Source extract:
+++++

In that context, it is hardly surprising that retail workers alone account for 19% of all HAP recipients, the largest for any employment sector. When the pandemic eventually ends, many of the workers on whom we relied so heavily during these critical periods will face a very uncertain future in terms of employment and issues such as housing, given the underlying difficulties within sector.
The same arguments have been made very coherently by the ESRI and by the National Economic and Social Council, NESC, as part of what it calls the Good Jobs Agenda under its shared island initiative. The same case has also been made quite forcefully and frequently by the Tánaiste. It is our view that the living wage provides the crucial benchmark for any society that wants to think of itself as decent, and in the aftermath of the pandemic it should be our goal to ensure that workers in this sector can enjoy a proper standard of living. In this regard, the recent request made by the Tánaiste to the Low Pay Commission in respect of how we might progress to the living wage is to be welcomed.
As a society, we now need a detailed and robust conversation about these glaring contradictions and how we can transform bad jobs into good jobs and meaningful careers. Applause and praise are important, but they will not pay bills or find a place to live. What we need now is very concrete action on pay and conditions for workers in the sector and some very lasting and tangible recognition of the essential role they play. They need decent pay, they need job security and they need a voice at work, and that means collective bargaining rights across the sector. They also need to see a stronger social wage, particularly affordable childcare and affordable housing.

+++++

Records shown:
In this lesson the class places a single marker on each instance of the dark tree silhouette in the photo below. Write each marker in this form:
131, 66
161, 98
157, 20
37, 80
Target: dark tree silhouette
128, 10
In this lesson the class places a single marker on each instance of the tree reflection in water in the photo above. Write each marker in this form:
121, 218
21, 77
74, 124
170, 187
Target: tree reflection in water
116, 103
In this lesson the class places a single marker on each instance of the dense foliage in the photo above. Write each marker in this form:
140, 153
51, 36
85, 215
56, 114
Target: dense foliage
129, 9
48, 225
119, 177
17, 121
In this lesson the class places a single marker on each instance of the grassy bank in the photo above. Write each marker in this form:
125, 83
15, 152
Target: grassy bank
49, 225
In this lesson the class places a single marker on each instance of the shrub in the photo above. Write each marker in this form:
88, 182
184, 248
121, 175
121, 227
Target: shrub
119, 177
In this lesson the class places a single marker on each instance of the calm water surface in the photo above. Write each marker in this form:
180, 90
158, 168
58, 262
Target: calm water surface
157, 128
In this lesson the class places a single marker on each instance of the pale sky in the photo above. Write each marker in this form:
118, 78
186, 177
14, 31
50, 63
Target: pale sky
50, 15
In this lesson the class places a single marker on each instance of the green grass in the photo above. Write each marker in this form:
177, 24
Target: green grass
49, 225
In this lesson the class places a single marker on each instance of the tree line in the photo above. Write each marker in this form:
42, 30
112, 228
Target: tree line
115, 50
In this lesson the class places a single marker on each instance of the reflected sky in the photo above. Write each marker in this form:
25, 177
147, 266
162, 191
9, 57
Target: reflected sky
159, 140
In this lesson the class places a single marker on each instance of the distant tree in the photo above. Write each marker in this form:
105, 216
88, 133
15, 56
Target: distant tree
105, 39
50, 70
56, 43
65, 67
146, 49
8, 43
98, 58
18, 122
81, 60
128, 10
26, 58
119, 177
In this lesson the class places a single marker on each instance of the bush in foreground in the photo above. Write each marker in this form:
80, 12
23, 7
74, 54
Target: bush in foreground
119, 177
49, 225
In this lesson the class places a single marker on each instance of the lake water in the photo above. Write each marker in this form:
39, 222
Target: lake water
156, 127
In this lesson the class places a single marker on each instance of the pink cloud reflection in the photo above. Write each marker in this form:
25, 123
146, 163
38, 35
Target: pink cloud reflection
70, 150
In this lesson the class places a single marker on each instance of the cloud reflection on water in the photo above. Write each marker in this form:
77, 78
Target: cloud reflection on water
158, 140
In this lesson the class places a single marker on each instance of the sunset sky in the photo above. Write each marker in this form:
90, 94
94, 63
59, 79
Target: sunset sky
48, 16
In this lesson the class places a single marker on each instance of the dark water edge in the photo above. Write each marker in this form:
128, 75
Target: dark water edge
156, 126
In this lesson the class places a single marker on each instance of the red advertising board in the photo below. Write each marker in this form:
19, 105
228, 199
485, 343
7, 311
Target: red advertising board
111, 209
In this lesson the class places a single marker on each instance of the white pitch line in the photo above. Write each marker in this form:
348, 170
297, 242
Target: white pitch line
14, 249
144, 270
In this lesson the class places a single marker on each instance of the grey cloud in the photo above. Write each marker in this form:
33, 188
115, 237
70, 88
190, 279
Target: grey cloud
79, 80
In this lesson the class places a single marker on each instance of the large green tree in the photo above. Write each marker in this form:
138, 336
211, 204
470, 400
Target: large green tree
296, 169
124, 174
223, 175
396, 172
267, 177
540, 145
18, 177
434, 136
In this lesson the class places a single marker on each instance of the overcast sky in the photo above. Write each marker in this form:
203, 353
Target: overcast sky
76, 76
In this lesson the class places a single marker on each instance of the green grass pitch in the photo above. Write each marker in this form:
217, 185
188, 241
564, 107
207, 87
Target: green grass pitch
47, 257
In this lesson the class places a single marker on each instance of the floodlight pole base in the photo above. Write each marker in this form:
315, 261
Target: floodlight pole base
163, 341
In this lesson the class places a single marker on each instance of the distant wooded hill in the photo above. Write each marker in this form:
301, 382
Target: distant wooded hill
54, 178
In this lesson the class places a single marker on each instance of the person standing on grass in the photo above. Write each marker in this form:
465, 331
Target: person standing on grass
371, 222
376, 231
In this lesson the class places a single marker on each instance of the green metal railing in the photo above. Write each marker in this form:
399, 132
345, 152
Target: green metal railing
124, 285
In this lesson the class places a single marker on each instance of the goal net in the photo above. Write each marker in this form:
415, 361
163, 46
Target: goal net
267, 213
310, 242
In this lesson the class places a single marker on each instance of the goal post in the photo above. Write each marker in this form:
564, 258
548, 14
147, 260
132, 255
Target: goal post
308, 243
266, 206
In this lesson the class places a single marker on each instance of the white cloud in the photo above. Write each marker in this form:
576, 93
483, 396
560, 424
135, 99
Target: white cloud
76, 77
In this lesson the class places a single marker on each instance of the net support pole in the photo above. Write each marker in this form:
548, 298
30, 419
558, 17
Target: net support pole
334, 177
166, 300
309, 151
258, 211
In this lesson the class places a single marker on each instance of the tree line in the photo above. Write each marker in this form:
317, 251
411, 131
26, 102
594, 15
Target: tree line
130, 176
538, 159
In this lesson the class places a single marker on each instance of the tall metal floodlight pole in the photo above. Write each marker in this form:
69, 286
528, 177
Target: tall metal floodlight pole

+++++

Actions to take:
a – Rewrite the paragraph of the statement on retail workers that begins "As a society, we now need" as a short bulleted list that keeps its main facts.
b – Please continue the statement on retail workers, picking up after its final sentence.
The listing comes from a separate source.

Answers given:
a –
- Society needs a detailed, robust conversation about these glaring contradictions and how to turn bad jobs into good jobs and meaningful careers.
- Applause and praise matter, but they won't pay bills or find anyone a place to live.
- Concrete action is needed on pay and conditions, along with lasting, tangible recognition of the workers' essential role.
- Workers need decent pay, job security and a voice at work, which means collective bargaining rights across the sector.
- They also need a stronger social wage, particularly affordable childcare and affordable housing.

b –
As a first step, there should be an immediate restoration of the joint labour committee across the sector, which would help at least establish a basic level of decency around pay and conditions. The support of this committee for this very tangible measure would be very welcome and very valuable.
Good employers have nothing to fear from this agenda. Employer and lobby groups that are often vocal about upwards pressure on wages might be better served directing their attention and energy at Government and the policies that make so many crucial services unaffordable for low wage workers. In tackling these issues, we have the opportunity to rebuild and to reimagine the sector as one that is characterised by decent work and by high employment standards. We need a new blueprint for the sector into the future and this would be best undertaken by a new, dedicated retail stakeholder group comprising all relevant stakeholders.
That is a call we have made repeatedly, or has been made repeatedly by the congress representative on the retail consultation forum, which is headed by the Minister of State at the Department of Enterprise, Trade and Employment, Deputy Damien English. As I said at the outset, the applause has long since faded. It is time for action and for real change.